---- MATERIAL FOR THE TASK

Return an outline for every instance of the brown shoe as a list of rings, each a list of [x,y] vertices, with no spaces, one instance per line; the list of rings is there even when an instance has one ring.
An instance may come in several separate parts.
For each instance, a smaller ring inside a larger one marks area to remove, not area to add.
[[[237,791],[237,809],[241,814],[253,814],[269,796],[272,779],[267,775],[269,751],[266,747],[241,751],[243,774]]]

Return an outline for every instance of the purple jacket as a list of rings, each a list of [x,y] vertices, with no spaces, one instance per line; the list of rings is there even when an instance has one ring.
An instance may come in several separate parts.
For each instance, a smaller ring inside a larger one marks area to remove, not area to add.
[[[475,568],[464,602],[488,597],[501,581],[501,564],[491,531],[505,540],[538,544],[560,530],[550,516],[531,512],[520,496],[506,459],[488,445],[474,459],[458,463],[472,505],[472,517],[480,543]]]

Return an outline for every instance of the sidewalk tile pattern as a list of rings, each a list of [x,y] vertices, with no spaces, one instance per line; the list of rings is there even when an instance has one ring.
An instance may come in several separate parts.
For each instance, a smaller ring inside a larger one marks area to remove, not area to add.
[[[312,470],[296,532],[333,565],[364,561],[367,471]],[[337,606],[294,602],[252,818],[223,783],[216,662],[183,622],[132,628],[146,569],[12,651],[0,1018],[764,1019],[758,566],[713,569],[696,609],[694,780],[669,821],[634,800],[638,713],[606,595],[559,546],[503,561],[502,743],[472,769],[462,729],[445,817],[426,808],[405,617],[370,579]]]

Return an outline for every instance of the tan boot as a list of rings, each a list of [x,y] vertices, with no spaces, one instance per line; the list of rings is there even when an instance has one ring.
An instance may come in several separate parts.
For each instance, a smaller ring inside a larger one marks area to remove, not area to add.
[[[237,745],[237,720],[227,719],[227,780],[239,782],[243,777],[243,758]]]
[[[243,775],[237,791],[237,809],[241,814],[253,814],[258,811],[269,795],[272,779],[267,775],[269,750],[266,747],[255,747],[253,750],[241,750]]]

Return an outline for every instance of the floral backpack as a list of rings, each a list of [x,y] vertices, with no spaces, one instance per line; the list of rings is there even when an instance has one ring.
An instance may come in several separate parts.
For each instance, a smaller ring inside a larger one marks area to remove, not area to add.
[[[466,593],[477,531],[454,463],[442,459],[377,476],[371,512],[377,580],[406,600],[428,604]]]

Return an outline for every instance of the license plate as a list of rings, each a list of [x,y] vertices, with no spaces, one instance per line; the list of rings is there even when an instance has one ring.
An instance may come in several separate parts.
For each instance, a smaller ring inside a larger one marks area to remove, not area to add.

--------

Set the data down once more, exactly as it stands.

Return an outline for every instance of the brown shoe as a list of rings, each a list of [x,y] vertices, with no spaces, one instance per line; the list of rings is there even when an instance has one ring.
An instance may come in several separate parts.
For each instance, a smaller ring inside a larger one marks area to remove, not area to add.
[[[237,791],[237,809],[241,814],[253,814],[269,796],[272,779],[267,775],[269,751],[266,747],[241,751],[243,774]]]

Return an outline for every instance of the purple jacket as a list of rings, each a list of [x,y] vertices, with no spaces, one instance per line; the list of rings is there even when an instance has one ring.
An instance may come in several separate parts.
For each instance, a smaller ring inside a larger one marks area to remove, not area to add.
[[[475,568],[464,602],[488,597],[501,581],[501,564],[491,531],[505,540],[538,544],[560,530],[550,516],[531,512],[520,496],[506,459],[488,445],[474,459],[458,463],[472,505],[472,517],[480,543]]]

Return an outline for every instance of the sidewalk tile pattern as a list of rings, each a list of [x,y] vertices, with no spaces, one instance per line; the list of rings is there even when an instance has one ring.
An instance may come in several separate parts.
For each instance, a smaller ring inside a larger one marks area to remove, not area to add.
[[[312,470],[296,532],[333,565],[364,561],[367,471]],[[337,606],[294,602],[252,818],[223,783],[216,662],[183,622],[132,628],[146,569],[12,651],[0,1018],[764,1019],[758,566],[713,569],[696,609],[694,780],[669,821],[634,800],[638,713],[606,595],[559,546],[503,561],[502,743],[472,769],[462,729],[445,817],[426,808],[405,617],[370,579]]]

Return an outline for every instance of the tan boot as a list of rings, each a list of [x,y] vertices, with no spaces, one instance per line; the list of rings is there even when an instance has one ring.
An instance may come in several separate parts.
For each instance, a smaller ring inside a larger one marks area to remove, not area to add.
[[[237,745],[237,720],[227,719],[227,780],[239,782],[243,777],[243,758]]]
[[[243,775],[237,791],[237,809],[241,814],[253,814],[258,811],[269,795],[272,779],[267,775],[269,750],[266,747],[255,747],[253,750],[241,750]]]

Return an outline for every instance of the floral backpack as a list of rings, each a list of [x,y] vertices, with no spaces, one instance per line; the list of rings is there even when an instance has one ring.
An instance may come in several separate parts.
For each instance, a smaller ring inside a larger one marks area to remove, not area to add.
[[[466,593],[477,531],[454,463],[442,459],[377,476],[371,512],[377,580],[406,600],[428,604]]]

Return an outline for every instance of the license plate as a list of rings, each a list of [x,y] vertices, with no spaces, one instance per line; the list of rings is there even when an instance has one ring.
An instance may come in several separate parts.
For each instance, a smaller ring inside a larger one marks area to remove, not area to add.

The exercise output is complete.